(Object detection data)
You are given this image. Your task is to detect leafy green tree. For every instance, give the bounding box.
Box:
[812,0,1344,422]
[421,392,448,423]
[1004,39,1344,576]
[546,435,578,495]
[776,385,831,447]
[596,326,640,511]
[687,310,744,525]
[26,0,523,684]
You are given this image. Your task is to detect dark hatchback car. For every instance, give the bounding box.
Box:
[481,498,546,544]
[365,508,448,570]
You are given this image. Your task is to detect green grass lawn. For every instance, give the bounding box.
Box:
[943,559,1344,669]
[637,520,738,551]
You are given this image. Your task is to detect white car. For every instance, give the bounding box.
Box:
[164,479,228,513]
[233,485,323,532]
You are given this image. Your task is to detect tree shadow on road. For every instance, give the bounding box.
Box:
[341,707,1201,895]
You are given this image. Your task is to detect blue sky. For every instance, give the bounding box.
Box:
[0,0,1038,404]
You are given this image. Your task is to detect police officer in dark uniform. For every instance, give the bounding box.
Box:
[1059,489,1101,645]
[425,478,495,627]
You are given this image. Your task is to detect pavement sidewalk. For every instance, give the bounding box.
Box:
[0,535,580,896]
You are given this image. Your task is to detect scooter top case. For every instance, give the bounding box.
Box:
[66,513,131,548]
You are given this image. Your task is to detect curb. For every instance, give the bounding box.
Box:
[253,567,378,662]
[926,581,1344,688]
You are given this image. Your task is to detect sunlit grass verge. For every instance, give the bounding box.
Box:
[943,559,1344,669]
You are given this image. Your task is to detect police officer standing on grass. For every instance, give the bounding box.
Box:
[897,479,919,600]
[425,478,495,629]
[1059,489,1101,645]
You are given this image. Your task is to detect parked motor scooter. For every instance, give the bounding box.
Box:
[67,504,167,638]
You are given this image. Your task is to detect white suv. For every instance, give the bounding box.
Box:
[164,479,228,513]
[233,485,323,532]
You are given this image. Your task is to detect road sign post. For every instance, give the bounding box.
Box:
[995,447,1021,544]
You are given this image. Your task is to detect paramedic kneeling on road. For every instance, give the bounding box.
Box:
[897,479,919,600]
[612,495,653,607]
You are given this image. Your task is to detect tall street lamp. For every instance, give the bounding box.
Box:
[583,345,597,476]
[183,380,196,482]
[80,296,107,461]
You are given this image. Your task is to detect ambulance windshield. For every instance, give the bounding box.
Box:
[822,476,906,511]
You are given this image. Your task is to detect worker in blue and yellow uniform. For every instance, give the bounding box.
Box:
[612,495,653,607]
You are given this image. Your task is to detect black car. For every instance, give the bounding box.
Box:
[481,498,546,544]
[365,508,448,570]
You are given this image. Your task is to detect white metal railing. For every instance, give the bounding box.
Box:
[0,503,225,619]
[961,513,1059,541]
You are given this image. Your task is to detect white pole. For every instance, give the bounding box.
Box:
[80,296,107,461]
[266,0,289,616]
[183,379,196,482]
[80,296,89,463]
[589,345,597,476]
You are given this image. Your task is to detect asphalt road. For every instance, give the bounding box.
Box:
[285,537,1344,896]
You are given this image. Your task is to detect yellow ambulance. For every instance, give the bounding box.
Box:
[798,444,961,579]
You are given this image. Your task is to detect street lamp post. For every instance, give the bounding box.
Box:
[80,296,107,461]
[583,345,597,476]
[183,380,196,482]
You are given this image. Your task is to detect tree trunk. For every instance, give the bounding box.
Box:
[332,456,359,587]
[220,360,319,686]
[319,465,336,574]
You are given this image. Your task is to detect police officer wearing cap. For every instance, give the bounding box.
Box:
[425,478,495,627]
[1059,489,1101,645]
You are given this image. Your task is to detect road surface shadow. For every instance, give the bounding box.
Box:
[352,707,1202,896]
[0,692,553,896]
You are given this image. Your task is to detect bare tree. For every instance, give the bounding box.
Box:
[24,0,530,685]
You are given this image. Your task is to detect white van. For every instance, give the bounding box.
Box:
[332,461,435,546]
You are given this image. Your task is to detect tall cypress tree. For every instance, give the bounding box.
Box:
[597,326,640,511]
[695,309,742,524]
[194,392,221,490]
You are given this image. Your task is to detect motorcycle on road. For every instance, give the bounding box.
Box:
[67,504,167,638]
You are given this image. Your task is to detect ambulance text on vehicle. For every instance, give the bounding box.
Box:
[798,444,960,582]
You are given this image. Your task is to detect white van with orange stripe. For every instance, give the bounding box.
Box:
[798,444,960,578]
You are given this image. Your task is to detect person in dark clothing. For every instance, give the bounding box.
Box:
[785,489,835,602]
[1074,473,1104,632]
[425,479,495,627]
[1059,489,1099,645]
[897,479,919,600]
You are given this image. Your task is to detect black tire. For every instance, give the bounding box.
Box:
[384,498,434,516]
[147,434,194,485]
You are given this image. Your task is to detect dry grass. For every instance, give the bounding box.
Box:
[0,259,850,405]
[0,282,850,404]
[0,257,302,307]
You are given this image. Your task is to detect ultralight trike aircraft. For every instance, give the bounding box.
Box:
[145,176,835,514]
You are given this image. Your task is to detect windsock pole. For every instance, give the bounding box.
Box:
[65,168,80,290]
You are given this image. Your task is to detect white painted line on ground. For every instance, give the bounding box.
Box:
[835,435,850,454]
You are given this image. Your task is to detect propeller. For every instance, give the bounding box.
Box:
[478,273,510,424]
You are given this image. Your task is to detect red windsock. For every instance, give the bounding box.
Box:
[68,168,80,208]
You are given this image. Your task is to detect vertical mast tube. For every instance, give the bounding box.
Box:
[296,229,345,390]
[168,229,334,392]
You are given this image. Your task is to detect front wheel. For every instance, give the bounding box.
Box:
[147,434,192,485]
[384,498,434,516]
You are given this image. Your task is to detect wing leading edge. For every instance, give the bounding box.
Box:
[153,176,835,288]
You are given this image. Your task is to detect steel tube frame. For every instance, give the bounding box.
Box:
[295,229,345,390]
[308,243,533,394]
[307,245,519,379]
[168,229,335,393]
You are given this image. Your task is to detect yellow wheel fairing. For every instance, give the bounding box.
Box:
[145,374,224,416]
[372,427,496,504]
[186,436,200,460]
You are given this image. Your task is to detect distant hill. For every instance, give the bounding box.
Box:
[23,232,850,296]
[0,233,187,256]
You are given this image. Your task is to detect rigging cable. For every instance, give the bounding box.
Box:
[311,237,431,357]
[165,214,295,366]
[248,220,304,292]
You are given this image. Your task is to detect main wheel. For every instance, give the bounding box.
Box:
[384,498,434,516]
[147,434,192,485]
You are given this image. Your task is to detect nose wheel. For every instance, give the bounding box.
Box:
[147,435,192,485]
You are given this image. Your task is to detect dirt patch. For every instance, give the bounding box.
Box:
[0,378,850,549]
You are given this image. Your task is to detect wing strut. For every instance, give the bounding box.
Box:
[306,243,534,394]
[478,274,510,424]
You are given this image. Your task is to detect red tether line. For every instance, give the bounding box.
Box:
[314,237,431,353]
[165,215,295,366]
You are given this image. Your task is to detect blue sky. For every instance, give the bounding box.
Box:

TASK TO COMPLETE |
Recast every line above as a numbered list, omitting blank lines.

RESULT BELOW |
1. You are given this image. Your task is to detect leafy green tree. For every instance, give the bounding box.
2. Box:
3. [812,0,1344,422]
4. [421,392,448,423]
5. [1004,39,1344,576]
6. [546,435,578,495]
7. [776,385,831,447]
8. [596,326,640,511]
9. [687,310,744,525]
10. [26,0,523,684]
11. You are given this image. Your task is to detect dark hatchback car. For every instance, give the bounding box.
12. Box:
13. [481,498,546,544]
14. [365,508,448,570]
15. You are given this image. Your task is to detect green grass lawn. For every instance, give the bounding box.
16. Box:
17. [943,559,1344,669]
18. [637,520,738,551]
19. You are given this image. Your task is to detect white car. For every instance, give the bounding box.
20. Box:
21. [164,479,228,513]
22. [233,485,323,532]
23. You are given this image. Your task is to detect tree shadow on road. For every instance, give the bounding box.
24. Box:
25. [341,707,1201,895]
26. You are given this image. Your task is to detect blue sky. For every instance, give the bounding box.
27. Box:
28. [0,0,1038,404]
29. You are given this image. Your task is to detect police officer in dark uniform. For every instance, give the bounding box.
30. Box:
31. [1059,489,1101,645]
32. [425,478,495,627]
33. You are given this image. Your task is to detect pavement sidewalk. For every instance, give the bounding box.
34. Box:
35. [0,535,580,896]
36. You are given this image. Your task is to detect scooter top case. For every instance, give the bounding box.
37. Box:
38. [66,513,131,548]
39. You are given this image. Your task is to detect curb. For every instance, give the bounding box.
40. Box:
41. [253,567,378,662]
42. [926,581,1344,688]
43. You are given this image. Your task is to detect sunlit grass verge. For every instance, give the bounding box.
44. Box:
45. [943,559,1344,669]
46. You are given this image. Your task is to detect police officer standing on grass. For every instance, give the bounding box.
47. Box:
48. [897,479,919,600]
49. [425,478,495,629]
50. [1059,489,1101,645]
51. You are given this image. Your task is to detect parked motor scooter. For every instance, give the bounding box.
52. Box:
53. [67,504,167,638]
54. You are given this image. Your task is to detect white suv. For every instance, give the bounding box.
55. Box:
56. [164,479,228,513]
57. [233,485,323,532]
58. You are given this image. Your task is to detect road sign post. For every instance, give the bounding box.
59. Box:
60. [995,447,1021,544]
61. You are given this image. Your task is to detect paramedic kneeling on road. For every instance, give the bounding box.
62. Box:
63. [897,479,919,600]
64. [612,495,653,607]
65. You are given this image. Your task is to detect tall street lamp. For every instance, give the bounding box.
66. Box:
67. [583,345,597,476]
68. [183,380,196,482]
69. [80,296,107,461]
70. You are given this image. Your task is to detect ambulance windshield. For every instance, give the bounding box.
71. Box:
72. [822,476,906,511]
73. You are given this image. Your task is to detect worker in blue and yellow uniform. For every instance, give the bounding box.
74. Box:
75. [612,495,653,607]
76. You are given this image. Your task is to detect black car. For every instance, give the bounding box.
77. Box:
78. [481,498,546,544]
79. [365,508,448,570]
80. You are given this image. Your task is to detect white metal railing. For every instance, give the bounding box.
81. Box:
82. [0,503,225,619]
83. [961,513,1059,541]
84. You are given this image. Your task is to detect white pole. For every instance, give the bounding box.
85. Box:
86. [80,296,107,461]
87. [266,0,289,616]
88. [183,379,196,482]
89. [80,296,89,463]
90. [589,345,597,476]
91. You are given this image. Your task is to detect asphalt road. For every instance, give the bounding box.
92. Box:
93. [285,537,1344,896]
94. You are given this image. Your task is to detect yellow ambulance. For every instance, give the bounding box.
95. Box:
96. [798,444,961,579]
97. You are given this image. Your task is to detect street lamp post. For every instance, give the bounding box.
98. Box:
99. [80,296,107,461]
100. [583,345,597,476]
101. [183,380,196,482]
102. You are given this image. Your task is to detect tree trunk. For every instance, give the bounding box.
103. Box:
104. [332,456,359,587]
105. [220,360,319,686]
106. [319,465,336,574]
107. You are given this image. Your task is to detect police officer wearing cap. For every instance, give the bounding box.
108. Box:
109. [425,478,495,627]
110. [1059,489,1101,645]
111. You are given this image. Your task is to detect road surface shadow. For every instance, give the bounding box.
112. Box:
113. [352,707,1202,896]
114. [0,692,553,896]
115. You are given this image. Your task is to detect bare tree. For every instance, give the bounding box.
116. Box:
117. [24,0,530,685]
118. You are given this image. Your task is to detect white van. For every instance, give the bounding box.
119. Box:
120. [332,461,435,546]
121. You are given this image. Your task is to detect tall cypress tree. For every instance, give the bounding box.
122. Box:
123. [597,326,640,511]
124. [695,309,742,524]
125. [194,392,221,490]
126. You are given this image. Your task is to detect motorcycle on road. For every instance, give the bounding box.
127. Box:
128. [67,504,167,638]
129. You are given this image. Your task is to detect ambulance text on vehicle. For every instance, give the bounding box.
130. Box:
131. [798,444,960,582]
132. You are given this image. Your task is to detect white van with orange stripe. For every instance, give the bounding box.
133. Box:
134. [798,444,960,578]
135. You are given this image. Your task is to detect person in dark clothing. For every instance, give the bounding box.
136. Box:
137. [785,489,835,602]
138. [1074,473,1104,632]
139. [425,479,495,627]
140. [1059,489,1099,645]
141. [897,479,919,600]
142. You are given this image. Your task is to detect black tire. For every instance, give the bounding box.
143. Box:
144. [384,498,434,516]
145. [147,434,194,485]
146. You are given this image. Your task is to detect dry grass. For every instance, give the bounding box.
147. Box:
148. [0,259,850,405]
149. [0,282,850,404]
150. [0,257,302,307]
151. You are given this image. Your task is to detect ultralight trike aircraft. For every instance, give the bounding box.
152. Box:
153. [145,176,835,514]
154. You are given this image. Your task is to detect windsock pole. For every instance, give the bounding box.
155. Box:
156. [65,168,80,290]
157. You are given this image. Your task is to detect white painted line on ground. For every instance, give the bounding box.
158. Box:
159. [835,435,850,454]
160. You are given this image. Your task is to detect propeller. For every instance, give the bounding box.
161. Box:
162. [478,273,510,424]
163. You are given this image. Your task is to detect red windsock. For every instance, give the bounding box.
164. Box:
165. [68,168,80,208]
166. You are given this image. Your task is to detect vertical mast tube. For every instance, give the bounding box.
167. Box:
168. [296,229,345,390]
169. [168,229,334,392]
170. You are given this image. Your task is to detect front wheel. For every instance, give the bounding box.
171. Box:
172. [147,434,192,485]
173. [384,498,434,516]
174. You are given this image. Your task is to detect wing leading edge. For every instance, give the bounding box.
175. Box:
176. [153,176,835,288]
177. You are given this image. Your task is to detect steel tube frame. For every instance, give the bounding box.
178. Box:
179. [295,229,345,390]
180. [308,243,533,394]
181. [307,245,519,379]
182. [168,229,335,393]
183. You are given this image. Your task is to detect yellow wheel fairing. For every instance, give the bounding box.
184. Box:
185. [145,374,224,416]
186. [372,427,496,504]
187. [186,436,200,460]
188. You are given this image. Your task is to detect distant hill. For every instance, give the bounding box.
189. Box:
190. [23,232,850,296]
191. [0,233,187,256]
192. You are given this image. Your task is to detect rigging cable. For every instance, give the bounding box.
193. Box:
194. [311,237,431,357]
195. [165,214,295,366]
196. [248,220,304,292]
197. You are given this image. Your task is to detect main wheel. For every instance, give the bounding box.
198. Box:
199. [384,498,434,516]
200. [147,434,192,485]
201. You are given this image. Your task is to detect nose wheel. For every instance, give the bounding box.
202. Box:
203. [147,435,192,485]
204. You are given this image. Your task is to detect dirt patch. For every instance, give the bounding box.
205. Box:
206. [0,378,850,549]
207. You are given this image. Your task is to detect wing strut. For every instance, give the bounding box.
208. Box:
209. [306,243,534,394]
210. [478,274,510,424]
211. You are given this image. Your task is to detect red tether line. For every instance, give the bounding box.
212. Box:
213. [314,237,431,353]
214. [165,215,295,366]
215. You are given this image. Your task is to detect blue sky. For every instance, give the bounding box.
216. Box:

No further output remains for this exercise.